--- Exercise ---
With the pictures removed, please write out every line below exactly as given.

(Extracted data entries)
========================================================================
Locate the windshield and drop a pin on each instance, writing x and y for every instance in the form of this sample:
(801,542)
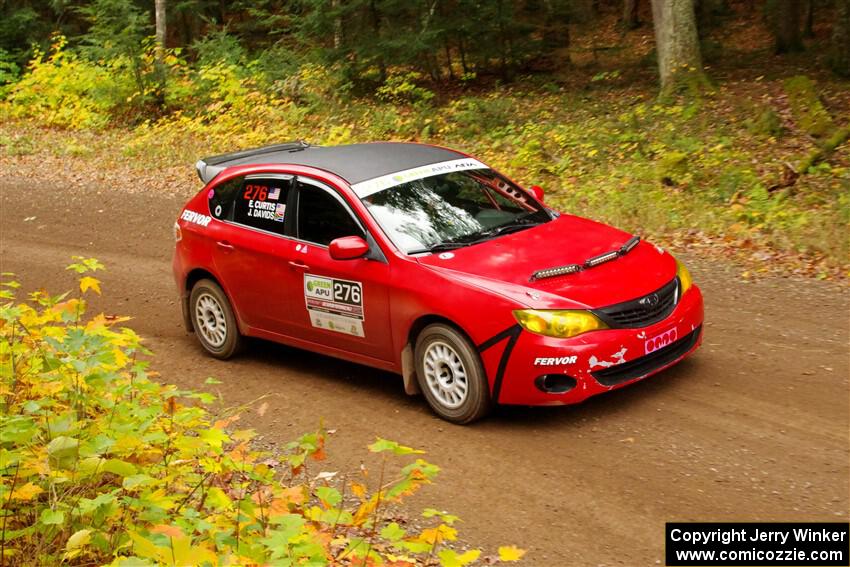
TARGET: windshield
(453,210)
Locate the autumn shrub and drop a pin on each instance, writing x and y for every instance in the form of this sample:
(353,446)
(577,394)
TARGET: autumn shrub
(102,464)
(64,89)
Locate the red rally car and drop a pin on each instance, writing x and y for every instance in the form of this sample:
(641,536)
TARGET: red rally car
(423,261)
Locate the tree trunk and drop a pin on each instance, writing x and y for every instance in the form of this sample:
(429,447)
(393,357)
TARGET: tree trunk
(630,14)
(841,38)
(788,15)
(677,45)
(556,32)
(809,27)
(337,24)
(159,8)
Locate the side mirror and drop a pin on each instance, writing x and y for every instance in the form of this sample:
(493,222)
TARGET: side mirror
(348,248)
(537,191)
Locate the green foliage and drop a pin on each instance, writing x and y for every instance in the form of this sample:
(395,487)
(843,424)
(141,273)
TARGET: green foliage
(402,88)
(100,464)
(806,106)
(766,122)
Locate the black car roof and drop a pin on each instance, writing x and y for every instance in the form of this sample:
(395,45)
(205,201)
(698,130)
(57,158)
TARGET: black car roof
(353,162)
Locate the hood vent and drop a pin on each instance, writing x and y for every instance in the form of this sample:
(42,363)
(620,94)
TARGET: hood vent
(589,263)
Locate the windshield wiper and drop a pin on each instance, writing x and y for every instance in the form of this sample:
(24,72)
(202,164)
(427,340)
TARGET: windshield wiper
(476,238)
(440,247)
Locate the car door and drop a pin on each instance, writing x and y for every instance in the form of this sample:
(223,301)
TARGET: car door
(342,303)
(251,250)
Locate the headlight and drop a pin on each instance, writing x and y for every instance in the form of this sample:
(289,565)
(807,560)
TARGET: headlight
(684,277)
(562,324)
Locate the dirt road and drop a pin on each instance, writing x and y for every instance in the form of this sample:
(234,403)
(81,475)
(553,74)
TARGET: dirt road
(753,427)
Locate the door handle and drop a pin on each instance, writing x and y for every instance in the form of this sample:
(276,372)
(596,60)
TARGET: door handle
(295,264)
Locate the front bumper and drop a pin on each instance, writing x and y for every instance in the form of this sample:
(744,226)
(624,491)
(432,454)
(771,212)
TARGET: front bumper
(521,366)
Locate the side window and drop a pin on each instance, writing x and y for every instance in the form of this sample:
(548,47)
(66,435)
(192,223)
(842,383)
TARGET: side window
(221,198)
(261,203)
(322,217)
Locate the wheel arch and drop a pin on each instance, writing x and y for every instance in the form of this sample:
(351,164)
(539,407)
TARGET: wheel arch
(408,363)
(194,276)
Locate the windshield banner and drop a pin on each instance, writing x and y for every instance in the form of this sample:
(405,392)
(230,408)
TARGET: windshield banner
(366,188)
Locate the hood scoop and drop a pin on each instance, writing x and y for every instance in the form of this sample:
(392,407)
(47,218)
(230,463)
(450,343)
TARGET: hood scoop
(589,263)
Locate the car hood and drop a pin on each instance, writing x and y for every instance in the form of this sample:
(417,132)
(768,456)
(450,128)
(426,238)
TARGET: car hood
(505,264)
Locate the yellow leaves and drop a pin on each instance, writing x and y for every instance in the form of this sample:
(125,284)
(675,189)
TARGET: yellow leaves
(451,558)
(88,282)
(26,492)
(359,490)
(92,422)
(436,535)
(75,543)
(510,553)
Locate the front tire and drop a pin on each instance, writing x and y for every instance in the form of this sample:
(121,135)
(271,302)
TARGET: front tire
(213,320)
(450,374)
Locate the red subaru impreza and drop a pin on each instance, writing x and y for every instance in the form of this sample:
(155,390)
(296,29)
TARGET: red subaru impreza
(423,261)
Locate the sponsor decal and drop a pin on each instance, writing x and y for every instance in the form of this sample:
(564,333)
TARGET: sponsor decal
(366,188)
(660,341)
(557,361)
(334,304)
(618,357)
(196,218)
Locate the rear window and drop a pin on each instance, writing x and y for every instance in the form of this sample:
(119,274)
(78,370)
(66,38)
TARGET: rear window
(258,202)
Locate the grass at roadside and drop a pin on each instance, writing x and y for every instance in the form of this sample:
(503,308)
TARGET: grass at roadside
(701,176)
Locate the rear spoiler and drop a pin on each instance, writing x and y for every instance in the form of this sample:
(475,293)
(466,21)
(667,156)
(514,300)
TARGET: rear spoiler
(209,167)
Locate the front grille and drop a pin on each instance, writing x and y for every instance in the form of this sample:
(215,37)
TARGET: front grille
(642,366)
(643,311)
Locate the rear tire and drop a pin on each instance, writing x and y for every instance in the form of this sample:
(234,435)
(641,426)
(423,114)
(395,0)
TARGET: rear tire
(213,320)
(450,374)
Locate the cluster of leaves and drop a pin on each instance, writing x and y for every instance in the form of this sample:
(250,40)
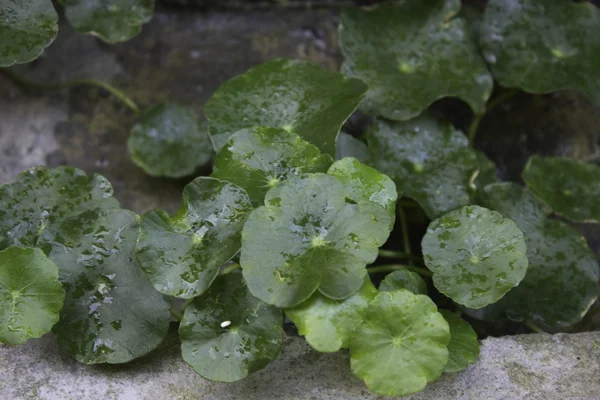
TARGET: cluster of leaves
(295,212)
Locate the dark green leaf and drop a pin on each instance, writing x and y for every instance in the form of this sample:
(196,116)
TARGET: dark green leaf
(27,27)
(112,314)
(259,158)
(401,345)
(290,94)
(309,236)
(543,45)
(329,324)
(169,140)
(411,54)
(30,294)
(430,161)
(39,197)
(475,254)
(227,333)
(182,255)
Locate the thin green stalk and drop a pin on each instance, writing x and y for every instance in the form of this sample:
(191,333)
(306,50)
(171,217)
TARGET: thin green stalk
(27,85)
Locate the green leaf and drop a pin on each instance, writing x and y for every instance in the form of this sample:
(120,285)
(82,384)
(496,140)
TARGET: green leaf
(40,196)
(366,184)
(401,345)
(475,254)
(309,236)
(411,54)
(30,294)
(430,161)
(27,27)
(182,255)
(543,45)
(110,20)
(463,348)
(562,278)
(329,324)
(169,140)
(111,314)
(259,158)
(291,94)
(227,333)
(570,187)
(403,279)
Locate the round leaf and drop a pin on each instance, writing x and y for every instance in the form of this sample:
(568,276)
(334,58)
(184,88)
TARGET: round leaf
(27,27)
(475,254)
(309,236)
(227,333)
(291,94)
(430,161)
(463,348)
(111,314)
(329,324)
(543,45)
(30,294)
(182,255)
(259,158)
(114,21)
(411,54)
(169,140)
(570,187)
(401,345)
(403,279)
(39,197)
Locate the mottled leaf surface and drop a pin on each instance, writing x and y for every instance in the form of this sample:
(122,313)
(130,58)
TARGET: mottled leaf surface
(182,255)
(543,45)
(291,94)
(27,27)
(411,54)
(309,236)
(401,345)
(112,314)
(570,187)
(227,333)
(259,158)
(328,324)
(476,255)
(40,196)
(169,140)
(429,161)
(31,295)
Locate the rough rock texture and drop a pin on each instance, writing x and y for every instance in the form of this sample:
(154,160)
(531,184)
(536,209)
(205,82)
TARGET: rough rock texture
(529,367)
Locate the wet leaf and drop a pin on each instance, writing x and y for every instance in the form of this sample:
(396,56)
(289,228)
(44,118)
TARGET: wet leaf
(562,278)
(475,254)
(463,348)
(169,140)
(227,333)
(27,27)
(543,45)
(39,197)
(309,236)
(258,158)
(293,95)
(110,20)
(411,54)
(182,255)
(30,294)
(401,345)
(430,161)
(570,187)
(110,305)
(329,324)
(403,279)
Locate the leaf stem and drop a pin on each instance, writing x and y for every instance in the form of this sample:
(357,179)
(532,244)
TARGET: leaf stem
(27,85)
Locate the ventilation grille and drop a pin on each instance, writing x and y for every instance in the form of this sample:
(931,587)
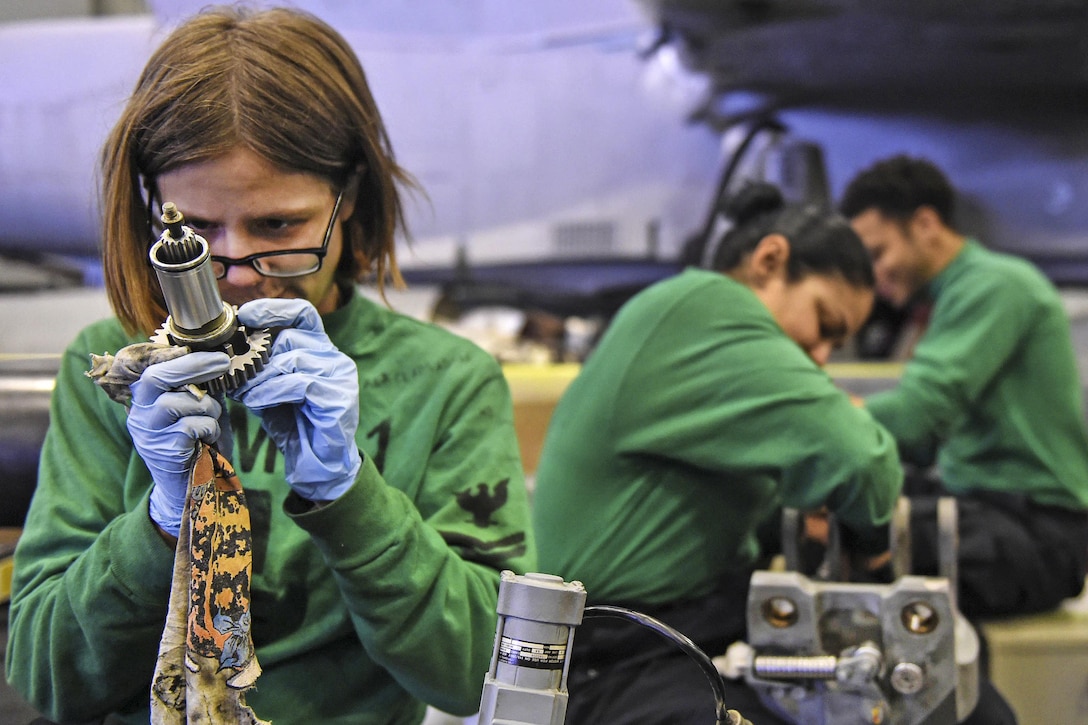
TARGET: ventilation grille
(583,238)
========================================================================
--- Written reply ---
Locate the windshield and drop a pin on each instance, writing x and y for every instance in the form of this sample:
(801,542)
TARGET: windshield
(453,210)
Locate the autumn shrub and drop a pin on each instance, writing x and y for every instance in the form of this sample:
(353,446)
(577,394)
TARGET: autumn shrub
(102,464)
(64,89)
Locate the red rally car and drop a pin on each instance, writing x and y for every instance in the form of this sample:
(641,536)
TARGET: red rally car
(423,261)
Locate the tree trunk and drop a pin on each instance, writing x and y for every instance in the form of this sample:
(429,447)
(393,357)
TARGET: tree trunk
(630,14)
(841,38)
(788,15)
(677,45)
(556,32)
(809,27)
(337,24)
(159,8)
Locate the side mirror and drop a pin on each instance, writing x and y for every instance in the form of this sample:
(493,222)
TARGET: side mirror
(348,248)
(537,191)
Locate the green foliage and drop a pin on each instance, writing x and y for every instance in the form of this sample:
(395,487)
(843,424)
(141,273)
TARGET: green foliage
(402,88)
(100,464)
(806,106)
(766,122)
Locate the black car roof and drop a pin on each instance, writing x and y for every instance in the form of this sample:
(395,45)
(205,201)
(698,130)
(57,158)
TARGET: black car roof
(353,162)
Locate the hood vent and drop a pin on each instance, writing x and y for every instance in the form of this sample:
(42,363)
(620,94)
TARGET: hood vent
(589,263)
Locate the windshield wiper and drop a pin on each instance, writing x and y for every instance in the form of this sample:
(24,72)
(202,164)
(427,340)
TARGET: windshield wiper
(476,238)
(440,247)
Locate the car door and drop a pin on each instance, writing x and y for every instance in the form of this sample:
(223,301)
TARGET: car door
(342,303)
(251,250)
Locate the headlight and drop a pin on each instance, writing x and y for every instance in the form of this sample:
(289,565)
(807,560)
TARGET: headlight
(684,277)
(562,324)
Locate the dirt road and drop a pin on each instance, writing x and y for every instance in the form of this sample:
(234,403)
(81,475)
(553,74)
TARGET: dirt road
(753,427)
Locate the door handle and drop a pin on each instance, writing x and y for every instance in the form of this sample:
(276,372)
(596,60)
TARGET: door handle
(295,264)
Locate the front bumper and drop a pin on each instance, writing x and y for every instance in the form of this sample:
(744,226)
(624,491)
(432,454)
(771,212)
TARGET: front bumper
(521,366)
Locate the side window and drop a pin on each instance, writing x and y for every instance in the form of this sample:
(548,47)
(66,435)
(192,223)
(842,383)
TARGET: side window
(221,198)
(261,203)
(322,217)
Locate the wheel arch and drop a pin on each instance, writing x and y for every instance in the form of this sample:
(351,164)
(539,407)
TARGET: wheel arch
(408,363)
(194,276)
Locate the windshield banner and drop a pin on each instance, writing x and y for every instance in the form of this sample:
(405,392)
(230,408)
TARGET: windshield banner
(366,188)
Locate the hood scoop and drop a pin on each instance, writing x and y for every instance in the form of this sample:
(392,407)
(47,218)
(230,463)
(450,343)
TARGET: hood scoop
(589,263)
Locate the car hood and drop a pin on each instance, writing x and y for every instance in the form of this sample:
(417,132)
(768,456)
(450,128)
(426,238)
TARGET: car hood
(505,264)
Locate the yellow leaves and drop a pin on each instance, writing x and y for every instance in the form of this sample:
(125,284)
(675,189)
TARGET: yellow leaves
(451,558)
(88,282)
(26,492)
(359,490)
(92,422)
(436,535)
(75,543)
(510,553)
Locate the front tire and drop a pin on each instance, writing x and y for every instance in the form of this sample:
(121,135)
(271,302)
TARGET: front tire
(213,320)
(450,374)
Locate the red subaru impreza and drop a pin on each instance, writing x and y for every instance in the form of this sample:
(155,390)
(296,29)
TARGET: red subaru impreza
(423,261)
Locate the sponsor decal and drop a pin on each instance, writing x and y for every instance in the form of this sample:
(564,333)
TARGET: sponsor decal
(366,188)
(660,341)
(557,361)
(334,304)
(618,357)
(196,218)
Locate the rear window and drop a pin on each instance, writing x and y for every instance in the form of this sample:
(119,274)
(78,370)
(66,38)
TARGET: rear window
(258,202)
Locate the grass at roadside and drop a pin on each instance, writing x and y for every instance in the form of this sample:
(503,308)
TARGET: grass at roadside
(701,176)
Locate the rear spoiler and drop a pin on each instance, writing x and y for every instance in the form of this sample:
(475,293)
(466,21)
(667,156)
(514,300)
TARGET: rear spoiler
(209,167)
Locate the front grille and drop a pin on each instance, writing x and y for every instance in the form of this sample:
(215,37)
TARGET: front grille
(642,366)
(643,311)
Locate the rear tire and drop a pin on each instance, writing x and y for every instance in the form of this sample:
(234,435)
(641,426)
(423,114)
(395,0)
TARGET: rear tire
(213,320)
(450,374)
Locate the cluster of leaves and drop a pin on each instance, writing x and y for every instance in the form of this sample:
(250,40)
TARGET: cluster of leaves
(295,212)
Locate the dark green leaf and drop a pin on each instance, writing x and y for every instance in the form of this sample:
(196,116)
TARGET: dark green leaf
(27,27)
(112,314)
(259,158)
(401,345)
(290,94)
(309,236)
(543,45)
(329,324)
(169,140)
(411,54)
(30,294)
(430,161)
(39,197)
(475,254)
(227,333)
(182,255)
Locate the thin green stalk and drop a pin on each instance, writing x and y for every instance in the form of this sample:
(191,333)
(306,50)
(171,217)
TARGET: thin green stalk
(27,85)
Locate the green leaf and drop a pin on each instance, writing x and y for every instance in the form of this sample:
(120,285)
(82,384)
(496,140)
TARGET: green leaf
(40,196)
(366,184)
(401,345)
(475,254)
(309,236)
(411,54)
(30,294)
(430,161)
(27,27)
(182,255)
(543,45)
(110,20)
(463,348)
(562,278)
(329,324)
(169,140)
(111,314)
(259,158)
(291,94)
(227,333)
(570,187)
(403,279)
Locate the round leaf and drop a pin on each instance, writing x and y for every instance in the form of this sample:
(568,276)
(334,58)
(184,88)
TARGET: round leaf
(27,27)
(475,254)
(309,236)
(227,333)
(291,94)
(430,161)
(463,348)
(111,314)
(329,324)
(543,45)
(30,294)
(182,255)
(259,158)
(114,21)
(411,54)
(169,140)
(570,187)
(401,345)
(403,279)
(39,197)
Locate the mottled leaf surface and drop a pin on each instance, writing x and y for every instance in the form of this sample:
(122,313)
(130,58)
TARGET: mottled leaf surface
(182,255)
(543,45)
(291,94)
(27,27)
(411,54)
(309,236)
(401,345)
(112,314)
(570,187)
(227,333)
(259,158)
(328,324)
(476,255)
(40,196)
(169,140)
(429,161)
(31,295)
Locate the rough rock texture and drop a pin on each instance, writing x and y for every instance in the form of this sample:
(154,160)
(531,184)
(536,209)
(205,82)
TARGET: rough rock texture
(529,367)
Locate the wet leaf and drop a pin on each instance, writing x and y for every instance in the form of this sample:
(396,56)
(289,228)
(44,118)
TARGET: wet leaf
(562,278)
(475,254)
(463,348)
(169,140)
(227,333)
(27,27)
(543,45)
(39,197)
(309,236)
(258,158)
(293,95)
(110,20)
(411,54)
(182,255)
(30,294)
(401,345)
(430,161)
(570,187)
(110,305)
(329,324)
(403,279)
Locate the leaf stem and drop a pin on each instance, writing x and y for every instance in the form of this sample:
(357,179)
(532,244)
TARGET: leaf stem
(27,85)
Locate the ventilation grille and drop a pin on each instance, writing x and y for every instance in the form of this sample:
(931,587)
TARGET: ventilation grille
(583,238)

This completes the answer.